## EXERCISE AIM
Return the line that contains "Planogram-check task. Target: goalkeeper's white jersey" plus every line after it to the end of the entries below, exactly as given, and stop there.

*** Opening AVAILABLE RECORDS ***

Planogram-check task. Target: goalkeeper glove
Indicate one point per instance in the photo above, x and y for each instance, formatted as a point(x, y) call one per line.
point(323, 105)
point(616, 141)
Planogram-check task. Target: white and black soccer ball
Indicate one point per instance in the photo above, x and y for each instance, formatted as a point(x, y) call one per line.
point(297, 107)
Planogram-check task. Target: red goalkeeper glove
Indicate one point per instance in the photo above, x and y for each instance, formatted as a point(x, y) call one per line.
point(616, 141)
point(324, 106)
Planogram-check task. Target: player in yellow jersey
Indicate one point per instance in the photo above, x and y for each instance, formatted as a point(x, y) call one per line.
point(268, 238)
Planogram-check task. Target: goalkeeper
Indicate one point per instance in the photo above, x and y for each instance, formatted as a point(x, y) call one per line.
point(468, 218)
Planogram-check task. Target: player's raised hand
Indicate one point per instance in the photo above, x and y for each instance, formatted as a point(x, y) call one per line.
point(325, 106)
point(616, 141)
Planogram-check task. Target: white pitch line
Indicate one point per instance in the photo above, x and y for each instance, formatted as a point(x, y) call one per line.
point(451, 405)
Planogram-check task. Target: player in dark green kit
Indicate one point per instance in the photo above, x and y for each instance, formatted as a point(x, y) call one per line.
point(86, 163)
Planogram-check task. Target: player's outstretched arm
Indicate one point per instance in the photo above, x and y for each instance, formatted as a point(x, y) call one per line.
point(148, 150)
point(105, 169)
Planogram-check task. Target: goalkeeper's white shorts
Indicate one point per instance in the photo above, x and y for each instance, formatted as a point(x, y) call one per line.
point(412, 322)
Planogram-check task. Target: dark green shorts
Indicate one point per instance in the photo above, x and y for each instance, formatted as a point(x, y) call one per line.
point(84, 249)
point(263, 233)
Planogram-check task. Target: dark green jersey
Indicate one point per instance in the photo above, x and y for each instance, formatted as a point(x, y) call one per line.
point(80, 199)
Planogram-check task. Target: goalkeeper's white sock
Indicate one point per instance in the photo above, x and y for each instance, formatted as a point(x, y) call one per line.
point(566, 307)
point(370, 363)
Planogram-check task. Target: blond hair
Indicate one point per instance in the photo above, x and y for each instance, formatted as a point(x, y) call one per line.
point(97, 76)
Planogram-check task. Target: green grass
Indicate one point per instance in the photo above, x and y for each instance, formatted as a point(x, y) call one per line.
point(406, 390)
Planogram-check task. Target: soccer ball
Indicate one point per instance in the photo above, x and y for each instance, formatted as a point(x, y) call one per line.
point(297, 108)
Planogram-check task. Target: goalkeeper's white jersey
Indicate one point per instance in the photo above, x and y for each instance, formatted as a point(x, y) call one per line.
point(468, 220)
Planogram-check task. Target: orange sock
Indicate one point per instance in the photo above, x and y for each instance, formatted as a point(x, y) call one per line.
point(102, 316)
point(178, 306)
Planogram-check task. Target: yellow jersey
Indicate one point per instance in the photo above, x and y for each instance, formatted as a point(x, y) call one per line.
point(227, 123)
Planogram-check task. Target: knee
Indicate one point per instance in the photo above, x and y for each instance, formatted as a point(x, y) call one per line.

*** Closing AVAILABLE RECORDS ***

## RESPONSE TO THIS TASK
Planogram-check task. Target: goalkeeper's white jersey
Indicate one point per instance in the photo above, x and y for each instance, formatted as a point(x, y) call one per line.
point(468, 220)
Planogram-check task. Target: orange sock
Indicate one point per instance in the photo above, x and y for each instance, formatted as a point(x, y) call one per line.
point(102, 316)
point(178, 306)
Planogram-check task. Target: yellow jersey
Indicate one point per instance in the photo above, x and y for each instance, formatted as a point(x, y) call one per line.
point(227, 123)
Planogram-check task. Target: knee
Indicate one point per instance in the photo above, x and y for each instance, formatted as a point(x, y) call one per line.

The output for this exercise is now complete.